* _EXERCISE PROMPT_: Produce a verbatim copy of the data below that contains no pictures.

* _TASK MATERIAL_:

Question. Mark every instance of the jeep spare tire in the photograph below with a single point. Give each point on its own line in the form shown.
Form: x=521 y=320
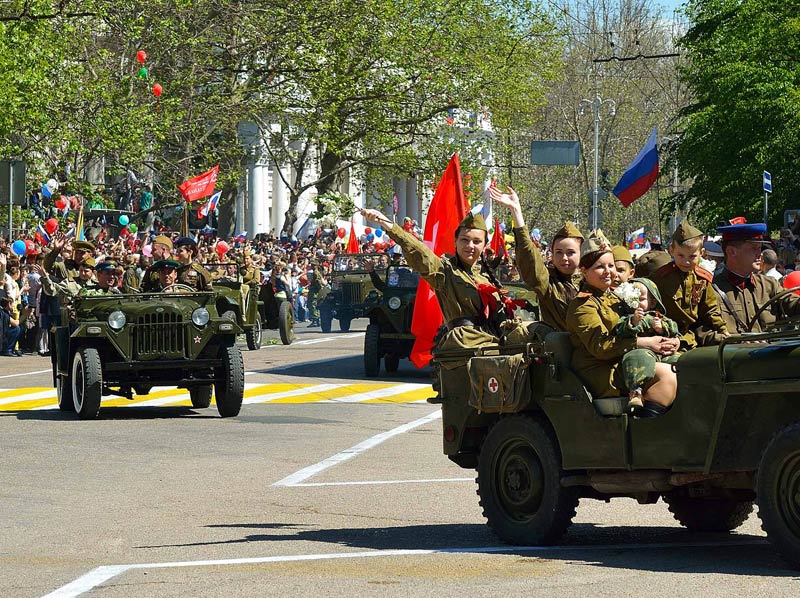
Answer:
x=87 y=383
x=229 y=387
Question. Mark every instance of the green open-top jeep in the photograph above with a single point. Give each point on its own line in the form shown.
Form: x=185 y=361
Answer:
x=540 y=441
x=121 y=344
x=252 y=305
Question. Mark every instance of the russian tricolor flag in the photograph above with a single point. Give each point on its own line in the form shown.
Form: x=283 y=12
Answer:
x=640 y=174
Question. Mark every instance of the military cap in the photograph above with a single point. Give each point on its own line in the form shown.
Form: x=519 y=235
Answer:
x=596 y=242
x=713 y=249
x=109 y=264
x=163 y=240
x=161 y=264
x=621 y=254
x=744 y=232
x=83 y=245
x=87 y=261
x=651 y=261
x=474 y=221
x=685 y=232
x=569 y=230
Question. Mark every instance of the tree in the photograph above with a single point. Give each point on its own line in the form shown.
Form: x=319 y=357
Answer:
x=744 y=73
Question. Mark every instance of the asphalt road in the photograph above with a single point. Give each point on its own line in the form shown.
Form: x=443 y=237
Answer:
x=326 y=484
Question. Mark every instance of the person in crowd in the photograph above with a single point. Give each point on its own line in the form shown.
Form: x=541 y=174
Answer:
x=191 y=273
x=687 y=292
x=742 y=289
x=608 y=364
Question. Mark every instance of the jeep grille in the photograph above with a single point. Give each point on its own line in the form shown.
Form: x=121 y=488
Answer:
x=159 y=335
x=352 y=293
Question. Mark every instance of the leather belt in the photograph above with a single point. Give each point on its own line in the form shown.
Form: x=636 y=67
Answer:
x=456 y=322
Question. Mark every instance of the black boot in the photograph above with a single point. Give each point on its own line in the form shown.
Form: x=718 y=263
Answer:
x=649 y=410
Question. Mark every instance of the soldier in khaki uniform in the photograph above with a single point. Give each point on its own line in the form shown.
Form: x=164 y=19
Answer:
x=606 y=362
x=191 y=273
x=687 y=293
x=741 y=286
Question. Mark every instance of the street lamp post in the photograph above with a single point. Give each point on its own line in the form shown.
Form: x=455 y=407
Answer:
x=596 y=104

* _ANSWER_:
Question. Mark every instance of the jeep spare tire in the photograph below with a single point. Give each point on its own line in the form shown.
Form: x=521 y=320
Answer:
x=87 y=383
x=229 y=387
Question. Mark every instance of the green open-top jeep in the photograph above with a single point. Give each point on its own line in the form shown.
Form: x=185 y=361
Answer:
x=540 y=441
x=121 y=344
x=252 y=305
Question. Mark every instance of the russian tricolor flag in the photograph above with a single point. Give each point on its own line in the form shown.
Form: x=283 y=12
Answer:
x=640 y=174
Question. Mark every instance of the military cap in the photograph above with a single point. Give each point on its own line in the form shown.
Form: x=519 y=235
Answer:
x=596 y=242
x=713 y=249
x=109 y=264
x=163 y=240
x=161 y=264
x=621 y=254
x=744 y=232
x=83 y=245
x=87 y=261
x=651 y=261
x=474 y=221
x=685 y=232
x=569 y=230
Question. Mark every instance of the tree in the photograph above with a single point. Give each point on its own line in the form shown.
Form: x=319 y=357
Answer:
x=744 y=73
Question. Mark every instance of the asphalt road in the photograph above with a single point. Give each point on its own line in the form shown.
Form: x=443 y=237
Answer:
x=326 y=484
Question. Mark every instance of the person in crowd in the photograph above with a single point. Give each point on its own line in the form shown.
Form: x=541 y=174
Answer:
x=191 y=273
x=687 y=292
x=742 y=289
x=608 y=364
Question. Mark every instance of the jeep grille in the photograph above with a single point. Give each point on its own line in the form shown.
Form: x=121 y=488
Answer:
x=159 y=335
x=352 y=293
Question. Mark every instance of the leather belt in the photograph above with a single point. Give each point on its own line in the form shown.
Form: x=636 y=67
Answer:
x=456 y=322
Question. Mark every instance of the black boot in the photograph above with a single point. Give each point on its own line in the form shown.
Form: x=718 y=263
Answer:
x=649 y=410
Question. Mark every instance of the soldier in khaki uniform in the photograph above with a single point. Give each point on its own line in the form shown.
Form: x=164 y=19
Answer:
x=606 y=362
x=191 y=273
x=687 y=293
x=741 y=286
Question. Mark every instance of the street lamp post in the photograph above with a single point. Give each point on its own line in the form shown.
Form: x=455 y=407
Answer:
x=596 y=104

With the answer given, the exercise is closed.